==== EXCERPTED DATA ====

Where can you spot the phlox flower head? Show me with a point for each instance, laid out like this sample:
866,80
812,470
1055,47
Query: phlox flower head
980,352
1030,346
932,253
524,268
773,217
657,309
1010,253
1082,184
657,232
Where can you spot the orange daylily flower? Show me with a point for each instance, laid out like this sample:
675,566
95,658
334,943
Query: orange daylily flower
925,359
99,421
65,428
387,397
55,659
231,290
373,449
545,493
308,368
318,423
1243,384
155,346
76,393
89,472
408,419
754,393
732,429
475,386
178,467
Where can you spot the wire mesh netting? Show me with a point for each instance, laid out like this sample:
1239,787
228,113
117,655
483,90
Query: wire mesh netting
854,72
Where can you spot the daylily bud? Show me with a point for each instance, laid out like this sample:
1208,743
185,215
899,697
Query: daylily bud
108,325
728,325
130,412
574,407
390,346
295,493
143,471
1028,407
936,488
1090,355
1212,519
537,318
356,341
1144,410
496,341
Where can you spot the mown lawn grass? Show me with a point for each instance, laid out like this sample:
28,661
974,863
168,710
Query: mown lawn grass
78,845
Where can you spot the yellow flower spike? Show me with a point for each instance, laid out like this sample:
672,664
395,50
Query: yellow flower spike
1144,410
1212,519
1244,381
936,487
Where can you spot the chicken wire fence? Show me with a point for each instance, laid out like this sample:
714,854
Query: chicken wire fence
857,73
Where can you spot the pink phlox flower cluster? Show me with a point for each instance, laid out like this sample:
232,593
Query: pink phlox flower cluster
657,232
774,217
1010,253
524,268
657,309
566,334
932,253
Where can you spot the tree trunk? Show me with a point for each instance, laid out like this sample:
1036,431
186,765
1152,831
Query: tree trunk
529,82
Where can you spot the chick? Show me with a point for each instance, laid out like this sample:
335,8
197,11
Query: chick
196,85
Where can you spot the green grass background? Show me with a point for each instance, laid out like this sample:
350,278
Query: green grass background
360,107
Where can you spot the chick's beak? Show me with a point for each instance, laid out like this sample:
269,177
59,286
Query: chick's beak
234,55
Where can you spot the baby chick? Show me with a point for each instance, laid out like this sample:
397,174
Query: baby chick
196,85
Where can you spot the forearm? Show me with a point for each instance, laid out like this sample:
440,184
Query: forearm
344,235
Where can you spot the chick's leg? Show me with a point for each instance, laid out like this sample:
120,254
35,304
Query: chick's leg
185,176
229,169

====

OBJECTIVE:
Put each line of the listing above into a numbered list, leaving out any blank lines.

RESPONSE TO THIS TASK:
1. Where can you spot the phlox flower head? Show me with a point for each instance, laid out like this sample:
2. 866,80
3. 812,470
4. 1055,47
5. Query: phlox flower head
6. 980,352
7. 1030,346
8. 932,253
9. 524,268
10. 773,217
11. 657,309
12. 1010,253
13. 1082,184
14. 657,232
15. Where can you spot the orange daylily flower? Show me with a point for each instance, laid out like this sample:
16. 675,566
17. 95,658
18. 334,943
19. Query: orange daylily flower
20. 925,359
21. 99,421
22. 65,428
23. 387,397
24. 55,659
25. 231,290
26. 373,449
27. 545,493
28. 308,368
29. 318,423
30. 1243,384
31. 155,346
32. 76,393
33. 89,472
34. 408,419
35. 754,393
36. 732,429
37. 475,386
38. 178,467
39. Where can you spot the wire mesh netting? Show me with a point for each instance, laid out like this sample:
40. 1239,787
41. 228,113
42. 117,655
43. 483,90
44. Query: wire mesh netting
45. 854,72
46. Where can you spot the daylily bud? Show me with a point for each instance, laid out like this sample:
47. 1208,743
48. 185,215
49. 899,697
50. Query: daylily bud
51. 108,325
52. 728,325
53. 130,412
54. 574,407
55. 390,346
56. 295,493
57. 143,471
58. 1028,407
59. 936,488
60. 1090,355
61. 1212,519
62. 537,318
63. 356,341
64. 1144,410
65. 496,341
66. Where can you spot the mown lawn grass? Show me with a point for each instance, laid out like this sample:
67. 28,661
68. 974,863
69. 168,710
70. Query: mown lawn grass
71. 78,845
72. Where can you spot the yellow flower spike? Show me with a point for each instance, laid out like this sample:
73. 672,664
74. 395,50
75. Query: yellow flower spike
76. 1144,410
77. 1212,519
78. 1244,381
79. 936,487
80. Where can you spot the chicken wire fence? Show me with a point for each instance, laid out like this sample:
81. 714,854
82. Query: chicken wire fence
83. 857,73
84. Where can you spot the pink phlox flower cluster? Show me with a point for each instance, laid out like this sample:
85. 232,593
86. Query: pink phlox flower cluster
87. 657,232
88. 774,217
89. 1010,253
90. 524,268
91. 657,309
92. 566,334
93. 932,253
94. Where can you spot the tree trunk? Show me with a point for each instance, laid out like this sample:
95. 1036,431
96. 186,765
97. 1152,831
98. Query: tree trunk
99. 529,82
100. Where can you spot the chick? Show me with a point for each instance, laid out like this sample:
101. 335,8
102. 197,11
103. Query: chick
104. 196,85
105. Where can you spot the green grass background? Show me with a point for each instance, laid out like this sample:
106. 350,278
107. Query: green grass background
108. 360,107
109. Where can you spot the chick's beak? Show me with a point for each instance, laid out like this sample:
110. 269,177
111. 59,286
112. Query: chick's beak
113. 234,55
114. Where can you spot the baby chick? Show me with a point for each instance, laid out like this sample:
115. 397,174
116. Query: baby chick
117. 196,85
118. Where can you spot the forearm? Show me with a point for each instance, laid out like this sample:
119. 440,184
120. Query: forearm
121. 344,235
122. Where can you spot the chick's leg? Show me with a point for each instance, laid out like this sample:
123. 120,254
124. 35,304
125. Query: chick's leg
126. 185,176
127. 229,169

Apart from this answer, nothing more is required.